• [WHAT THIS EXERCISE ASKS]
[1] According to the senior pet care text, how often does Greenfield Animal Hospital recommend examinations for older pets?
[2] Print the part of the senior pet care text from "Some changes of" to "senior pet care.", word for word.

• [SOURCE TEXT]
Senior Pet Care
Pet Health and Your Senior Dog or Cat
Aging comes much more rapidly in our furry friends as well as all the associated problems that come with older age.
Some changes of age are irreversible but many can be slowed or even reversed if caught early. Pets do not complain about their health issues and may hide their symptoms until a disease has progressed too far. Any changes in behavior can be a sign of disease or failing pet health. Cats are particularly good at hiding their illness to their detriment. With cats you need to watch for any breaks in their regular patterns of sleep and activity, appetite and thirst changes, or levels of affection.
For a detailed description of aging in dogs, the AAHA provides these guidelines for senior pet care.
It is common for an owner to mistake symptoms of disease with the natural aging process. At Greenfield Animal Hospital we recommend twice yearly examinations for older pets along with testing to catch and deal with problems before they become critical and life damaging. These visits start with a thorough physical exam to access overall health. Your contribution is invaluable as you inform us of changes in behavior, habits, or appearance that may indicate developing problems.
Laboratory testing is critical in detecting problems that may not show up on physical exam alone. Which tests to run are determined by what symptoms your pet shows along with what we find on physical examination. Minimally a CBC, Chemistries, thyroid test, parasite evaluation, and urinalysis are important.
Our goal is to work with you in making the aging process as graceful and comfortable as possible while maintaining your pet’s dignity. Early detection of disease allows us to treat medical problems before they advance into debilitating, painful, or life threatening conditions. We provide counseling on sensory changes, physical changes, nutrition, exercise, and pain management. We also will help you deal with end of life decisions when the time comes.

• [LISTED ENTRIES]
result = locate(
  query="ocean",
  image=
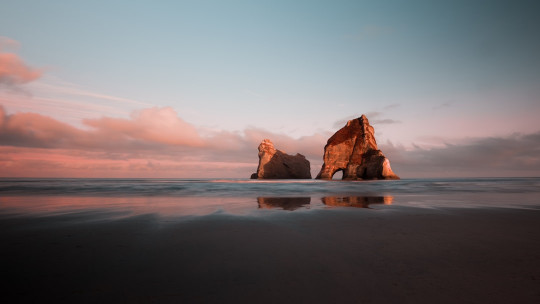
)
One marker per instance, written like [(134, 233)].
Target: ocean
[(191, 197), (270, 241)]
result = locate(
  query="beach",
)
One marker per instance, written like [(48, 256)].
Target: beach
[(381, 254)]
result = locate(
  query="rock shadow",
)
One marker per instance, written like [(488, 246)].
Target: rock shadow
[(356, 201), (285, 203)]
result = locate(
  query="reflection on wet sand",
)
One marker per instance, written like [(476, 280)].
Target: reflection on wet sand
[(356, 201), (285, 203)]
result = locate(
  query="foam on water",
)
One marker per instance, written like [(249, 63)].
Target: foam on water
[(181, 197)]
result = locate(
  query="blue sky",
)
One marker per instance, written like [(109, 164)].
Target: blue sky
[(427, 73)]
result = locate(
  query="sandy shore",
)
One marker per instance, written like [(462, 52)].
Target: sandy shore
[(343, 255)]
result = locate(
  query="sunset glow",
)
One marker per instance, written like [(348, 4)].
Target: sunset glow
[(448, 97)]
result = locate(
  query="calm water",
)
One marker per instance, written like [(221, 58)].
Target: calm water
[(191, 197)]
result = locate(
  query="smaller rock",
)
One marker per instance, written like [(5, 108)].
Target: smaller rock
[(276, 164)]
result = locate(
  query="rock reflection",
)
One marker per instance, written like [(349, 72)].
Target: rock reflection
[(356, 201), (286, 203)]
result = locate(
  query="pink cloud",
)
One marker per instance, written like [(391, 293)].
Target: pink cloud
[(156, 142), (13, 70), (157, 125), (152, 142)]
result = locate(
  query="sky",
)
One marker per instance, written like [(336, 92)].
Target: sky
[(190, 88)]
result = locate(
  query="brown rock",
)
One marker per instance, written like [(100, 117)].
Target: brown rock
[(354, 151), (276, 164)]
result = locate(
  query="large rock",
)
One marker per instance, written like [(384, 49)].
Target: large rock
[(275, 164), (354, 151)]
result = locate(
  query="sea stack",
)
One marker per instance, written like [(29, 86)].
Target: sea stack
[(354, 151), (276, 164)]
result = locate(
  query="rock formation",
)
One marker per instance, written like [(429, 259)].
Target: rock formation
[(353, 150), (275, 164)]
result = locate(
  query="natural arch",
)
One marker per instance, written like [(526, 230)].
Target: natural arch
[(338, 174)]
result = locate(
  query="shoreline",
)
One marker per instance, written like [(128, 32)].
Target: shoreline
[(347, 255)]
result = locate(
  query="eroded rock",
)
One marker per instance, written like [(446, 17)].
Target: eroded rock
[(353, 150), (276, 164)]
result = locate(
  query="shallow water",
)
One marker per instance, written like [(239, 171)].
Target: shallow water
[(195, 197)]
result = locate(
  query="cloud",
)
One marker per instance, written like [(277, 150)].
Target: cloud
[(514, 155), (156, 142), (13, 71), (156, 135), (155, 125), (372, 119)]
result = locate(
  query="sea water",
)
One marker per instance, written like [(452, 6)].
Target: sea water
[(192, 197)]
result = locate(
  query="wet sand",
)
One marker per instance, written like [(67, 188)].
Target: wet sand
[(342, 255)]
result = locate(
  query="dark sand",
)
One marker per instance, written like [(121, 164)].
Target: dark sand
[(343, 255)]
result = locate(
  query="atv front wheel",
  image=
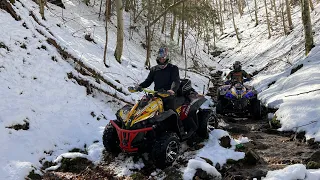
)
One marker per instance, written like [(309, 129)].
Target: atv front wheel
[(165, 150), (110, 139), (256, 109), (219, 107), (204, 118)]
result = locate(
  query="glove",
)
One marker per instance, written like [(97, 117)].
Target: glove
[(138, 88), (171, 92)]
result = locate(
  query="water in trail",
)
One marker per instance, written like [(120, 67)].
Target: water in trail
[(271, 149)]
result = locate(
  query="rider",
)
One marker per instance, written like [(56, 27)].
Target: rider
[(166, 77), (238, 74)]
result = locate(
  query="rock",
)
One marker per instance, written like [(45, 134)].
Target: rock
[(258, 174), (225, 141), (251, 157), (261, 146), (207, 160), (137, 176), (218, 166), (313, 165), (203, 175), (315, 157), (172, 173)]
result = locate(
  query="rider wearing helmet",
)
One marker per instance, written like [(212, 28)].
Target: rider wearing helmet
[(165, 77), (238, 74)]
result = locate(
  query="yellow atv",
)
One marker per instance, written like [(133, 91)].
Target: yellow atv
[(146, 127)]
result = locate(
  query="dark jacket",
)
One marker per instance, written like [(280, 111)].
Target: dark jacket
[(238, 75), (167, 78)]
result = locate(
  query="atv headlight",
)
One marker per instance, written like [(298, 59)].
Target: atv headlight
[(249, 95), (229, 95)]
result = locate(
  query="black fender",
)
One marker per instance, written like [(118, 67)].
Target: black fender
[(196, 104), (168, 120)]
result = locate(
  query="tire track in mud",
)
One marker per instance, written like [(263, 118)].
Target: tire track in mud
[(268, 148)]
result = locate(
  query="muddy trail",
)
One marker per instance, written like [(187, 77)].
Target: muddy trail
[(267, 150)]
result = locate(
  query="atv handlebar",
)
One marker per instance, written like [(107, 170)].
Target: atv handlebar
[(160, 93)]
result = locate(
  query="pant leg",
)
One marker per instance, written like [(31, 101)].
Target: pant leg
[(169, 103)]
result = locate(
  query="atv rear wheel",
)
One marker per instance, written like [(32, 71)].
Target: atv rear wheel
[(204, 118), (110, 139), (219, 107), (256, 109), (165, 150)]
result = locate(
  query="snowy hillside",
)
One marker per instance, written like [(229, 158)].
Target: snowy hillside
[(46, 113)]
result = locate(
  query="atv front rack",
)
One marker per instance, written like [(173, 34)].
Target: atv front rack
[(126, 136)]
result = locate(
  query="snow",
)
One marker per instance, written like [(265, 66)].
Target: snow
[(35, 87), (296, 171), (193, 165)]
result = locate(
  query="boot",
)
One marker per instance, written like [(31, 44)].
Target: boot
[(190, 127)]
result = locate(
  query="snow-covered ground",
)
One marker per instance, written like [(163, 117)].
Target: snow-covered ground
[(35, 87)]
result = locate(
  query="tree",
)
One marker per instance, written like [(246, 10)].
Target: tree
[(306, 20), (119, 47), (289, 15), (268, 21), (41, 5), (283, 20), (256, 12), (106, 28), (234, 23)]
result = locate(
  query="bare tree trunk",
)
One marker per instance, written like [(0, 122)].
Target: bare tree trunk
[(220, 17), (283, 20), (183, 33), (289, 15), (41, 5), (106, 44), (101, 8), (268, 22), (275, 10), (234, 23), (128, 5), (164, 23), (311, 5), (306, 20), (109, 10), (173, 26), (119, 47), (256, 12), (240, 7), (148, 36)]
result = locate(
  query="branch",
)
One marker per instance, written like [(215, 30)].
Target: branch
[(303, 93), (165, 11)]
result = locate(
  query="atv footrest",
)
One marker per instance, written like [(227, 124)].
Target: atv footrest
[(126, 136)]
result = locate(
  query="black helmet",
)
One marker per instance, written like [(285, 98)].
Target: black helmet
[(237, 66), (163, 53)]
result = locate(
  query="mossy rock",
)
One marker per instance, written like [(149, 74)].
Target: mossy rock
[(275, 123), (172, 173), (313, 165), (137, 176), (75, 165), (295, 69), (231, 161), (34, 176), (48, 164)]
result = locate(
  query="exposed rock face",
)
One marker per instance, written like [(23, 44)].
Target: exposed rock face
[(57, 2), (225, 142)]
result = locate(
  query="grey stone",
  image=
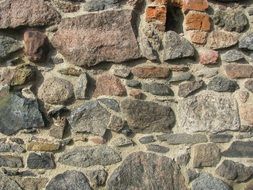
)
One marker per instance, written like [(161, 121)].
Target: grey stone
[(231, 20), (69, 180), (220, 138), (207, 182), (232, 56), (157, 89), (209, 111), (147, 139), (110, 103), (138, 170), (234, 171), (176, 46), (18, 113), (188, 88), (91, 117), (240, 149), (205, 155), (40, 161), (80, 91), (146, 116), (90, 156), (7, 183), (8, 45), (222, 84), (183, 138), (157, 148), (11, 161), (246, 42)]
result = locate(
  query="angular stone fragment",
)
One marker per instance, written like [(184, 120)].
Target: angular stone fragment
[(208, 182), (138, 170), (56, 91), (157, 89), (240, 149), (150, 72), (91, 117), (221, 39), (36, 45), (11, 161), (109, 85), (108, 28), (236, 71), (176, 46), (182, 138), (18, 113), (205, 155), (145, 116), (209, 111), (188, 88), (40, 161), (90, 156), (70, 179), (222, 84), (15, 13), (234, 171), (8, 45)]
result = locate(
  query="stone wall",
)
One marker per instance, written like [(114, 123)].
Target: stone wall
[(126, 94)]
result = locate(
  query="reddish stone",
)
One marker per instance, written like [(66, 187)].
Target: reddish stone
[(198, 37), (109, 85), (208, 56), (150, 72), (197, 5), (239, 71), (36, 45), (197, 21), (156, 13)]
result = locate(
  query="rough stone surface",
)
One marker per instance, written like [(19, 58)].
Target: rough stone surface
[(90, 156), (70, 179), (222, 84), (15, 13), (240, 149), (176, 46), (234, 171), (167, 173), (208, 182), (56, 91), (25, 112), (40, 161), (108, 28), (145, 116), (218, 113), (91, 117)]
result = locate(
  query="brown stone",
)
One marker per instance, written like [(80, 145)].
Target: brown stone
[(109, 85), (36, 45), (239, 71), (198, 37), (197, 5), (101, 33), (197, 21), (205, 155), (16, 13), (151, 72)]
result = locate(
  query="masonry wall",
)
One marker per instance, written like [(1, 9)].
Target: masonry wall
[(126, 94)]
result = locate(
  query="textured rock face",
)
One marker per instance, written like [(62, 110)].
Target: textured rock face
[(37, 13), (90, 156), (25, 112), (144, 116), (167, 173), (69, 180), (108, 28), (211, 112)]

• [EXPECTED RESPONSES]
[1] Twice yearly.

[2]
Some changes of age are irreversible but many can be slowed or even reversed if caught early. Pets do not complain about their health issues and may hide their symptoms until a disease has progressed too far. Any changes in behavior can be a sign of disease or failing pet health. Cats are particularly good at hiding their illness to their detriment. With cats you need to watch for any breaks in their regular patterns of sleep and activity, appetite and thirst changes, or levels of affection.
For a detailed description of aging in dogs, the AAHA provides these guidelines for senior pet care.